• [WHAT YOU SHOULD DO]:
The answer is all of the data repeated exactly, with each picture omitted.

• [DATA SHOWN]:

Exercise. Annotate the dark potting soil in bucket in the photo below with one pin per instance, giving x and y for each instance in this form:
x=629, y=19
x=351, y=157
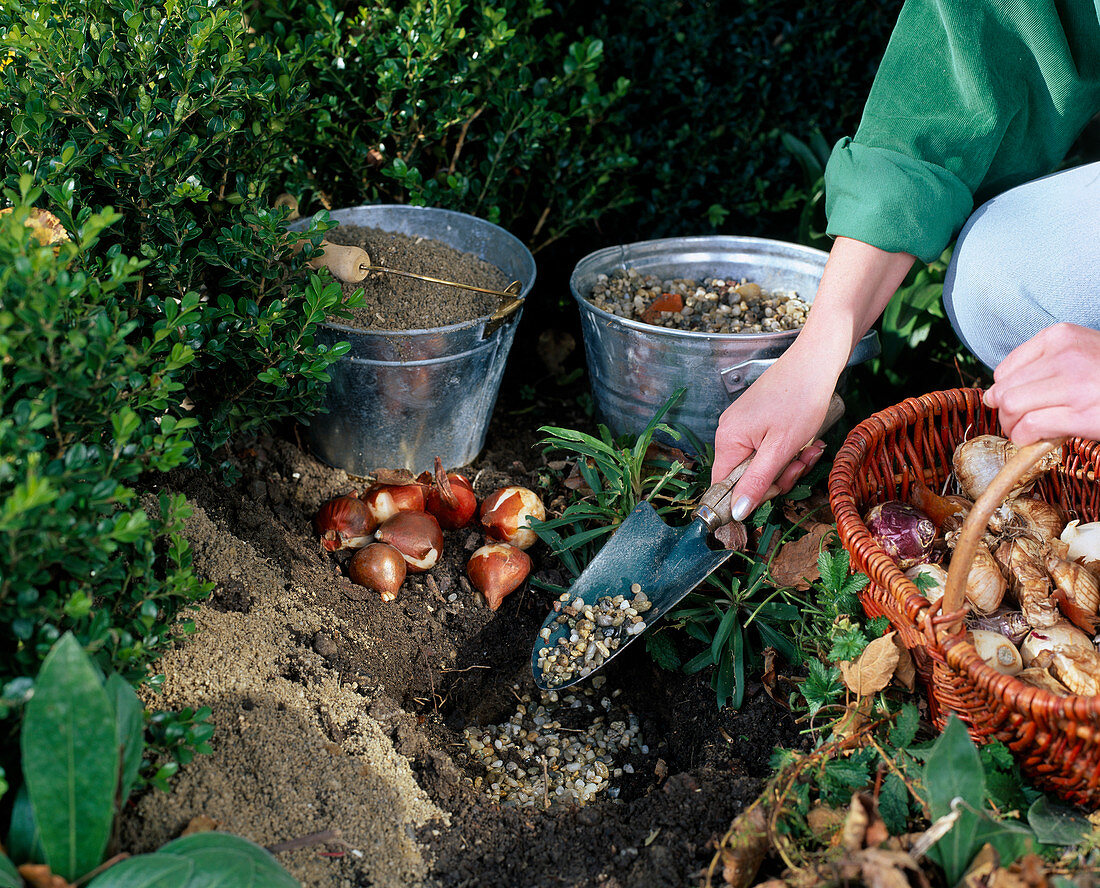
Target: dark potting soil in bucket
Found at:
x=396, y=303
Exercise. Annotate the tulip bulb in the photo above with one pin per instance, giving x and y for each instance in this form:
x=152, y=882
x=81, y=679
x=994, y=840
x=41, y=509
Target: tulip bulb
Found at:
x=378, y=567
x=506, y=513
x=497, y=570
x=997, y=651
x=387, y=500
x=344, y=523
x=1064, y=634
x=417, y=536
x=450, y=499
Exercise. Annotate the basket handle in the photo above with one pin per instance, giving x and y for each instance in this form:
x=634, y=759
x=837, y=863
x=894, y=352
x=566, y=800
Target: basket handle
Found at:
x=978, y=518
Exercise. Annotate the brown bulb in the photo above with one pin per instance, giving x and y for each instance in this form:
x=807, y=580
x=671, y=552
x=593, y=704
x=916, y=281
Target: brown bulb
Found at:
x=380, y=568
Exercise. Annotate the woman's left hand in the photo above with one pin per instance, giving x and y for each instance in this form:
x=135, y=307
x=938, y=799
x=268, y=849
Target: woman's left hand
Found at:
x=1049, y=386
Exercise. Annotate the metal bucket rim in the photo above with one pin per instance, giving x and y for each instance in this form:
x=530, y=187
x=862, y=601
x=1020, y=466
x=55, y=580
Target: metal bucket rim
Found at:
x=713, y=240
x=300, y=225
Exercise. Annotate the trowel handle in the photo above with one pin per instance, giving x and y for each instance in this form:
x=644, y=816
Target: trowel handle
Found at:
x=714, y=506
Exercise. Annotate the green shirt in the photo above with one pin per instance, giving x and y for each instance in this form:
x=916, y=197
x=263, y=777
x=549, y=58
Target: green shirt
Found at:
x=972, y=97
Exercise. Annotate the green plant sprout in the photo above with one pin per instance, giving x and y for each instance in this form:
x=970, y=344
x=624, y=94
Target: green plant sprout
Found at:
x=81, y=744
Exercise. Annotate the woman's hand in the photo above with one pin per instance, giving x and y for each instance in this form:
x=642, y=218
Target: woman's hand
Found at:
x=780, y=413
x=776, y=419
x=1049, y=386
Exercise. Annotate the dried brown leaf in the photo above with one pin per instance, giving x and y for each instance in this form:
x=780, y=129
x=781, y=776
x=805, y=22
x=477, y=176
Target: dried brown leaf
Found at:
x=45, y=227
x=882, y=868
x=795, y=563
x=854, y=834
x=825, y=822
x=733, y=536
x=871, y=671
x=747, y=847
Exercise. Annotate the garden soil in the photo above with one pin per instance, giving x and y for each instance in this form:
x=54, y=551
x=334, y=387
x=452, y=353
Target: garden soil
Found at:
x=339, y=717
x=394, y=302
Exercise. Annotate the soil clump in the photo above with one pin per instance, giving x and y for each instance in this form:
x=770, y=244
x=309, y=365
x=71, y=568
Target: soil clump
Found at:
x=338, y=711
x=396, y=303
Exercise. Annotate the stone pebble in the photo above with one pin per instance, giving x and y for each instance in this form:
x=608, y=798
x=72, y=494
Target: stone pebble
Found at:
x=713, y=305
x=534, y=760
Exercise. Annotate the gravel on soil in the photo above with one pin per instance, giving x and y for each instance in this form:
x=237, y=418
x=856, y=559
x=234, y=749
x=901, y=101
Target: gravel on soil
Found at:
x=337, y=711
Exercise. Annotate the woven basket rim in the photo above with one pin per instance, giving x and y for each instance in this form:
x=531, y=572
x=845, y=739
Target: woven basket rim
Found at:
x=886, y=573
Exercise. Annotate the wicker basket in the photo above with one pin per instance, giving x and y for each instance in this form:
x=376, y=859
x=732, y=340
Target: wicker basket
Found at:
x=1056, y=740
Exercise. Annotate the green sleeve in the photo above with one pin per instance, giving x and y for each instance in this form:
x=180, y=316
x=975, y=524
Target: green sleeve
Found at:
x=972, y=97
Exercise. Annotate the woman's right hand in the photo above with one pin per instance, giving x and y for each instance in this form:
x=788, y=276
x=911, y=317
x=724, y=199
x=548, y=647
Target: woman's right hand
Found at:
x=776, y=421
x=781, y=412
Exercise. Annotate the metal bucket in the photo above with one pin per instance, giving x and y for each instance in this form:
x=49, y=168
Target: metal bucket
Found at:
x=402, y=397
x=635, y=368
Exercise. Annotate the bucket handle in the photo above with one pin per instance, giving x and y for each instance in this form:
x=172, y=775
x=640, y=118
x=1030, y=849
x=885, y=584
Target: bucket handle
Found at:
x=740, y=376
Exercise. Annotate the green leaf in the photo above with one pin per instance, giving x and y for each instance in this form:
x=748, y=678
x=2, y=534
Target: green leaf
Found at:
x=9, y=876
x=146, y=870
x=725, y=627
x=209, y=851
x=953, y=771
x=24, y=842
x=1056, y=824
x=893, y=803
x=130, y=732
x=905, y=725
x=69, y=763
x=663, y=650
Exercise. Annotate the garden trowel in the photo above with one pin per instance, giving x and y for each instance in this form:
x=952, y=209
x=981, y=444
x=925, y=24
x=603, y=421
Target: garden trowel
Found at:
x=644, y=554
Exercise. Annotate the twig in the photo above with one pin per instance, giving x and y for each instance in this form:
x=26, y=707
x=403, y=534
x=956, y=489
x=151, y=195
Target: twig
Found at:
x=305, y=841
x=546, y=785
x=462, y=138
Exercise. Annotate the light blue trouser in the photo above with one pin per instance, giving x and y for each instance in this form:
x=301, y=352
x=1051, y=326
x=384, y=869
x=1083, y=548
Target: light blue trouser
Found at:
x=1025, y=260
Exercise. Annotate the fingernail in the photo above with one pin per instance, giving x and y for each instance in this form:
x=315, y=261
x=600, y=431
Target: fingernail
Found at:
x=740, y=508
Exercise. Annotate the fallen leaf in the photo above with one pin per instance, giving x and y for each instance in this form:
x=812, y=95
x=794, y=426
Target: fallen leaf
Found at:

• [TASK RESPONSE]:
Exercise. Annotate the dark potting soil in bucket in the photo below with one pin per instance, giving x and y for each instance in this form:
x=629, y=19
x=351, y=157
Target: dark potting soil in bucket
Found at:
x=396, y=303
Exercise. Annotate the tulip bulb in the photo above with one pin per instance, giving x and y for each instance in this form:
x=152, y=882
x=81, y=679
x=994, y=840
x=41, y=509
Target: tulip bulb
Found at:
x=378, y=567
x=506, y=513
x=497, y=570
x=997, y=651
x=387, y=500
x=344, y=523
x=1064, y=634
x=417, y=536
x=450, y=499
Exercise. Annotate the basket handle in the photo above with one pin per instance, giving x and y for each instance in this form:
x=634, y=759
x=837, y=863
x=894, y=352
x=566, y=800
Target: basket handle
Found at:
x=978, y=518
Exercise. Annotate the brown bulb in the photo above with one pin per instance, giving x and y for each instance in this form:
x=807, y=580
x=671, y=552
x=593, y=704
x=916, y=281
Target: brown bulb
Found at:
x=380, y=568
Exercise. Annotate the woman's left hand in the photo above with one pin per instance, giving x and y for each instance in this form:
x=135, y=307
x=938, y=799
x=268, y=849
Target: woman's left hand
Found at:
x=1049, y=386
Exercise. Annotate the metal bucket rim in the photo above with one pin per instance, giving x and y for each instance in this form:
x=530, y=187
x=862, y=601
x=1020, y=466
x=55, y=580
Target: metal bucket rim
Found at:
x=713, y=240
x=300, y=225
Exercise. Annotate the trowel handle in the photo above with one pin per instance, giving x and y for each instance in this form:
x=644, y=816
Target: trowel handle
Found at:
x=714, y=506
Exercise. Annotate the green shirt in the photo above with one pin per instance, giving x and y for each instance in this form:
x=916, y=197
x=263, y=777
x=549, y=58
Target: green shirt
Found at:
x=972, y=97
Exercise. Annotate the green plant sprout in the photo above with one pin per instance, giving x and y for each instance in this form:
x=970, y=344
x=624, y=94
Target: green plant sprout
Found at:
x=81, y=744
Exercise. Annotate the woman's hand in the photo above with one pin per instance, giving x and y for each instance in this form:
x=642, y=218
Target: woman's hand
Found at:
x=780, y=413
x=776, y=419
x=1049, y=386
Exercise. Annotate the dried brown leaf in the photo above with one pin per instance, giving x and y for each instance in this form:
x=780, y=129
x=781, y=776
x=805, y=22
x=477, y=176
Target: dried brown leaf
Found at:
x=45, y=227
x=882, y=868
x=795, y=563
x=854, y=834
x=825, y=822
x=733, y=536
x=871, y=671
x=747, y=847
Exercise. Annotate the garden soil in the photo above with one pin per instance, giving x and y for each instance in this form:
x=54, y=551
x=334, y=387
x=452, y=353
Target: garden soil
Found at:
x=339, y=717
x=394, y=302
Exercise. Annotate the soil clump in the photo above with one pin per instance, giving x and y for each instance in this form:
x=770, y=244
x=309, y=365
x=71, y=568
Target: soil clump
Found at:
x=338, y=711
x=396, y=303
Exercise. Annotate the stone pebble in the photo above with one pin per instance, giving x and y for each instance in this form:
x=608, y=798
x=72, y=494
Target: stone pebble
Found at:
x=713, y=305
x=534, y=760
Exercise. Annotate the gravel on soil in the photo above with one pin per instance, giving x and y for each instance in this form:
x=237, y=418
x=856, y=559
x=234, y=749
x=901, y=101
Target: gravel on soil
Found at:
x=337, y=711
Exercise. Annotate the woven basket rim in the photo above with one pin per instance, giving x and y for each instance in this form:
x=531, y=572
x=845, y=739
Target: woven basket rim
Found at:
x=886, y=573
Exercise. Annotate the wicker basket in the photo above with one pin per instance, giving x and y for each instance in this form:
x=376, y=859
x=732, y=340
Target: wicker basket
Found at:
x=1056, y=740
Exercise. Annotate the green sleeve in the photo above with one pin per instance, giving x and y for each instance in this form:
x=180, y=316
x=975, y=524
Target: green sleeve
Found at:
x=972, y=97
Exercise. Annotate the woman's right hand in the photo above with one pin per instance, giving x and y for each instance in this form:
x=788, y=276
x=911, y=317
x=724, y=199
x=548, y=647
Target: woman's right hand
Found at:
x=776, y=421
x=781, y=412
Exercise. Annotate the metal bucket in the photo above with one pin per instance, giving x and y for each instance in this form:
x=49, y=168
Target: metal bucket
Found at:
x=402, y=397
x=635, y=368
Exercise. Annotate the bucket handle in the photo above with one pin per instance, giving x and y for each instance in this form:
x=172, y=775
x=640, y=118
x=1030, y=849
x=885, y=584
Target: bucket handle
Found at:
x=740, y=376
Exercise. Annotate the green leaf in the photo above with one pin per instance, giving x and y for each instance in this form:
x=748, y=678
x=2, y=534
Target: green leaf
Found at:
x=9, y=876
x=146, y=870
x=725, y=627
x=209, y=851
x=953, y=771
x=24, y=842
x=1056, y=824
x=893, y=803
x=130, y=732
x=905, y=725
x=69, y=763
x=663, y=650
Exercise. Annotate the garden trowel in the photo above with one pin per instance, giving x and y for each instance in this form:
x=952, y=209
x=981, y=444
x=925, y=24
x=603, y=421
Target: garden trowel
Found at:
x=644, y=554
Exercise. Annotate the twig in the photo above with one pin per instance, giving x and y for each instance in this form:
x=26, y=707
x=403, y=534
x=956, y=489
x=151, y=195
Target: twig
Found at:
x=305, y=841
x=546, y=785
x=462, y=138
Exercise. Annotate the light blue trouser in the photo above with one pin per instance, giving x and y for each instance in this form:
x=301, y=352
x=1051, y=326
x=384, y=869
x=1083, y=548
Target: light blue trouser
Found at:
x=1025, y=260
Exercise. Annotate the fingernail in the photo above with one pin per instance, giving x and y for each instance in this form:
x=315, y=261
x=600, y=431
Target: fingernail
Found at:
x=740, y=508
Exercise. Annotate the fallen leaf in the photo above with one pin per instance, giving x and y for each instance in this form:
x=812, y=95
x=794, y=426
Target: fallen leaf
Found at:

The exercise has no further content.